* [Trecho fornecido]

E no mundo de hoje, a morte
ganhou uma característica que a torna uma experiência ainda mais difícil. Ela
foi privatizada. Deixou de ser um acontecimento que envolve toda a comunidade
onde a pessoa que morre vive. Quando se morre em casa é um problema. O morrer é
também um produto com o qual se ganha dinheiro. E nas regiões de muita
violência ela pode ser banalizada.
A medicina evoluiu muito, mas
também, em certo sentido se desumanizou. Morre-se, muitas vezes, isolado em uma
UTI sem que parentes ou amigos possam acompanhar. É verdade que a Medicina
Paliativa tem mostrado o quanto é fundamental estar próximo de quem vai morrer,
mas esta área médica caminha ainda de forma lenta. Médicos tem dificuldade de
lidar com a morte, de transmitir de forma humanizada a notícia de que alguém
morreu.
Neste contexto estamos diante da
COVID-19. O novo coranavirus, que tem virado o mundo de cabeça para baixo, está
aí revelando uma série de coisas que já sabíamos, mas que não dávamos
importância. Precisamos resgatar valores fundamentais da convivência humana que
nos ajude a passar pela morte com mais tranquilidade. Mas nesta situação
imediata de pandemia não temos tanto tempo para rever o nosso itinerário.
Assim, surgem perguntas: o que podemos fazer para diminuir o impacto desta
enfermidade que isola o doente de tudo e todos? Até no sepultamento há o
impedimento de proximidade.

* [Material para análise]
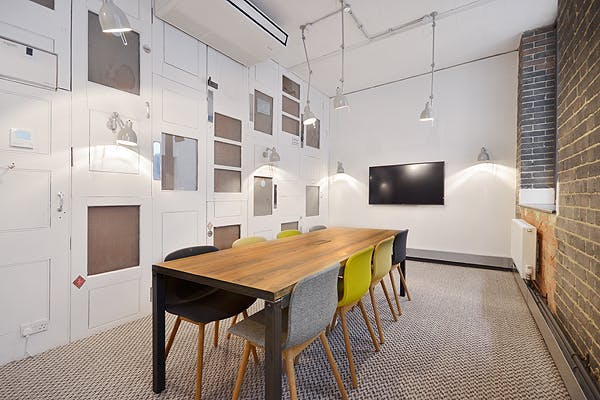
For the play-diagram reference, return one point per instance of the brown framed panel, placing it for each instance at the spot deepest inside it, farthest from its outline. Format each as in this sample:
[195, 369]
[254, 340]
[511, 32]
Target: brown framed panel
[45, 3]
[179, 163]
[263, 196]
[113, 238]
[313, 135]
[227, 181]
[225, 236]
[228, 154]
[228, 127]
[109, 62]
[289, 225]
[312, 201]
[290, 106]
[263, 112]
[290, 125]
[290, 87]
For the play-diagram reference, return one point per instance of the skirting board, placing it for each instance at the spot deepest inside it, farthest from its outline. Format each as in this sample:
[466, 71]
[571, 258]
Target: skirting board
[459, 258]
[564, 369]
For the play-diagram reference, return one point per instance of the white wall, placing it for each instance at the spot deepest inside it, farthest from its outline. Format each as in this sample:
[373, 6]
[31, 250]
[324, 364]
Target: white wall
[475, 106]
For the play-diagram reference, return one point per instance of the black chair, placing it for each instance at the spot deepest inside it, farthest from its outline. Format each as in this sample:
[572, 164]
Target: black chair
[399, 264]
[200, 305]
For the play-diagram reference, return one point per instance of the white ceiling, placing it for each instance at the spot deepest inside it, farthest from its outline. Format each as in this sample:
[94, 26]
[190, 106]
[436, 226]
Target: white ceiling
[483, 28]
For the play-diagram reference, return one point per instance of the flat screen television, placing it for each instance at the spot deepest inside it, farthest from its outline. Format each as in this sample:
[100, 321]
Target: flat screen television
[419, 183]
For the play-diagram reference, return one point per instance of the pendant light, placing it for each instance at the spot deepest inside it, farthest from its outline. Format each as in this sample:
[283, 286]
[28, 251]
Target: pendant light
[340, 101]
[308, 117]
[427, 113]
[112, 18]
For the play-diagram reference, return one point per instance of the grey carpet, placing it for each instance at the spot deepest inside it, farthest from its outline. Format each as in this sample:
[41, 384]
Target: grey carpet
[467, 334]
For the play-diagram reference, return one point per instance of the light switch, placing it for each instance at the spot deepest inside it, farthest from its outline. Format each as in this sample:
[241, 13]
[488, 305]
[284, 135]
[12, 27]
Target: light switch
[21, 138]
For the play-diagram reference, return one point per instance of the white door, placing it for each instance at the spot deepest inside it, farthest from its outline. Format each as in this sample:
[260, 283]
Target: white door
[112, 209]
[179, 140]
[227, 173]
[34, 218]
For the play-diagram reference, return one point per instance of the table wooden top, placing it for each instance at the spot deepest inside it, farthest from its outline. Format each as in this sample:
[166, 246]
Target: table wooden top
[269, 270]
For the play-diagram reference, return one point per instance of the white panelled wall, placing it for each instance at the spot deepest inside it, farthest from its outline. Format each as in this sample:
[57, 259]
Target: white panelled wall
[474, 106]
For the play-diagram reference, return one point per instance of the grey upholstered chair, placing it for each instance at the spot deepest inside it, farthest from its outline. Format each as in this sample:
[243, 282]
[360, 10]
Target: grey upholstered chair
[399, 264]
[312, 304]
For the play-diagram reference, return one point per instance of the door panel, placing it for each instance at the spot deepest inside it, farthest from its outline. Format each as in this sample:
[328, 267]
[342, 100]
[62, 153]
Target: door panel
[34, 218]
[109, 175]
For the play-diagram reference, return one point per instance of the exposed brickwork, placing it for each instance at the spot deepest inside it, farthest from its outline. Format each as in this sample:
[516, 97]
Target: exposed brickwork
[537, 108]
[578, 222]
[545, 279]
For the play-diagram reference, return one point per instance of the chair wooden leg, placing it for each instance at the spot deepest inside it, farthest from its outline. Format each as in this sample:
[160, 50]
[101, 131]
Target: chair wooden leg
[216, 334]
[252, 348]
[233, 321]
[289, 369]
[376, 312]
[387, 297]
[199, 361]
[404, 283]
[334, 369]
[395, 291]
[348, 349]
[243, 364]
[172, 336]
[371, 331]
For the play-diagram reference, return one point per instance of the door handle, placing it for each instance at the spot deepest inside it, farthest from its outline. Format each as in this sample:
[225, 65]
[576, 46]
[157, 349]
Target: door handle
[61, 201]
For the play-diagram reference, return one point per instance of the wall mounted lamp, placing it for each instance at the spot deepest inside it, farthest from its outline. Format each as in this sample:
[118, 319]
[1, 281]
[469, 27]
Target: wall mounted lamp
[126, 135]
[113, 20]
[271, 154]
[483, 156]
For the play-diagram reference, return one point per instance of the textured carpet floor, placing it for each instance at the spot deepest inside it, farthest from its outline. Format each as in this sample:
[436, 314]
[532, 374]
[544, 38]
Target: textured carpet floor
[467, 334]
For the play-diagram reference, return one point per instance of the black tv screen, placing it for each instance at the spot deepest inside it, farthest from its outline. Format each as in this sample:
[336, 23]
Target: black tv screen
[420, 183]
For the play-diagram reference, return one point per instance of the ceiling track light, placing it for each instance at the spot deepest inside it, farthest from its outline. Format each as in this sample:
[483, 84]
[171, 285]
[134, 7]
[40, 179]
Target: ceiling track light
[308, 116]
[427, 113]
[340, 101]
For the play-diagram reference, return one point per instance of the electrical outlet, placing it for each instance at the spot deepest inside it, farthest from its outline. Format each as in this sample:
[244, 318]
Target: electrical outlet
[34, 327]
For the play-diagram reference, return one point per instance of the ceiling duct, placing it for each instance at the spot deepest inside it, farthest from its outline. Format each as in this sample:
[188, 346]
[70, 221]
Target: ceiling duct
[237, 28]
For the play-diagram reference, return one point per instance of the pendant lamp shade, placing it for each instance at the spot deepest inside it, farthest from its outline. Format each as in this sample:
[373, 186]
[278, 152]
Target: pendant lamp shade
[113, 19]
[340, 101]
[427, 113]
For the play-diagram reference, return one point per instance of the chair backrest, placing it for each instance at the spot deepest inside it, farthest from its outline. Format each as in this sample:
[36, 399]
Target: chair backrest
[179, 291]
[288, 233]
[317, 228]
[248, 240]
[382, 258]
[312, 304]
[399, 254]
[357, 276]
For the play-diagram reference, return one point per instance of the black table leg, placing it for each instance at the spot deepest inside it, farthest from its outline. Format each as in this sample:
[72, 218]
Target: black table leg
[403, 269]
[158, 332]
[273, 350]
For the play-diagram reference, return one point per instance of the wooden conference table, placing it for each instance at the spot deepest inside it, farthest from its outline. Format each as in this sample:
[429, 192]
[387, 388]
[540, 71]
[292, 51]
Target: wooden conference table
[268, 271]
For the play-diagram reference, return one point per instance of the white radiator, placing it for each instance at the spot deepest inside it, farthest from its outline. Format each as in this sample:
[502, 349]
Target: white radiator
[523, 242]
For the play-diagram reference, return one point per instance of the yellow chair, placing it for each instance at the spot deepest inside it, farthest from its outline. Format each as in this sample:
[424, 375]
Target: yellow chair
[351, 288]
[248, 240]
[382, 264]
[288, 233]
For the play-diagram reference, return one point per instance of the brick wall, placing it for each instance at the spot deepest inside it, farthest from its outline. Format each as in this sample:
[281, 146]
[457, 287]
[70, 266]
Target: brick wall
[537, 108]
[578, 222]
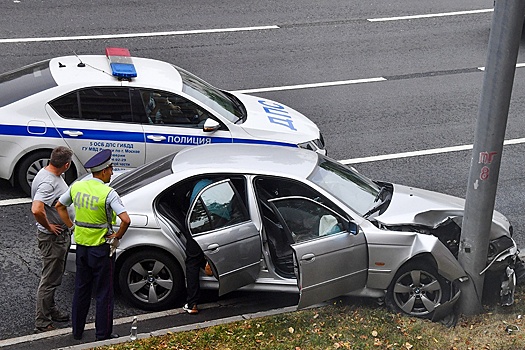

* [Problemas a resolver]
- 1) No texto sobre a morte, reescreva de forma mais concisa o parágrafo que começa com "A medicina evoluiu muito", mantendo seus fatos principais.
- 2) Segundo o texto sobre a morte, que característica a morte ganhou no mundo de hoje?
- 3) Retome o texto sobre a morte e a pandemia, prosseguindo a partir da última frase apresentada.

* [Respostas fornecidas]
- 1) A medicina avançou, mas em certo sentido se desumanizou: muitas vezes se morre isolado em uma UTI, sem a companhia de parentes ou amigos. A Medicina Paliativa tem mostrado como é fundamental estar perto de quem vai morrer, porém ainda se desenvolve lentamente. Além disso, os médicos têm dificuldade de lidar com a morte e de comunicá-la de forma humanizada.

- 2) Ela foi privatizada.

- 3)
Neste momento podemos aproveitar
o isolamento para repensar a sociedade de consumo. O nosso consumo tem sido
produtor de morte. Sim. Se não somos capazes de viver com o suficiente. Se
achamos que tudo que compramos é para a nossa “felicidade” e, portanto, não tem
consequência alguma para o resto do mundo, estamos criando condições para o
surgimento de muitos outros vírus.
Se acreditamos em Deus, podemos
repensar a nossa relação com Ele. Deus não é um “negociador de salvação” que
fica em seu escritório verificando se nossas orações, nosso louvor, nossa
adoração, tem fé suficiente para mudar a história. Deus, na perspectiva cristã,
é Aquele que se envolve conosco em todas as situações: na saúde e na doença, na
tristeza e na alegria. Ele é a razão pela qual vivemos e não uma “bolsa de
investimentos” da qual poderemos obter toda a riqueza necessária para a
“felicidade”.
Neste momento podemos fazer
aquilo que nossa inteligência, para quem crê dada pelo próprio Deus, através da
ciência, diminua a proporção de dor e sofrimento que a COVID-19 produzirá. O
vírus pode passar por nós sem produzir sintoma algum. Mas pode passar pela vida
de pessoas que serão isoladas e seus parentes ou amigos não terão como estar
junto para diminuir o sofrimento da passagem definitiva. Muitas vezes temos uma
fé tremendamente egoísta: “Deus não permitirá que aconteça isso comigo”. Mas
será que Ele permite que aconteça com tanta gente boa que conhecemos?
Assim, se você tem um pouco de
compaixão, um pouco de amor ao próximo, seguirá as recomendações para evitar
que a propagação da doença seja acelerada e o sistema de saúde tenha condições
de salvar mais vidas do que deixar morrer. Não se trata de salvar apenas a
própria pele. De fato, a grande maioria não terá complicações com a COVID-19.
Mas se coloque no lugar de alguém que pode adoecer por conta da
irresponsabilidade de governos e respectivamente sua, se banaliza as medidas
de prevenção.
Não deixemos que mais pessoas
morram solitárias e que
familiares e amigos não possam se
quer viver o luto de forma humana.
Estas linhas foram terminadas no
terceiro domingo de Páscoa de 2020. Muitas Igrejas cristãs leem o Evangelho
conhecido como “Os discípulos de Emaus”.
A morte do mestre entristece este casal que caminha quase sem esperança.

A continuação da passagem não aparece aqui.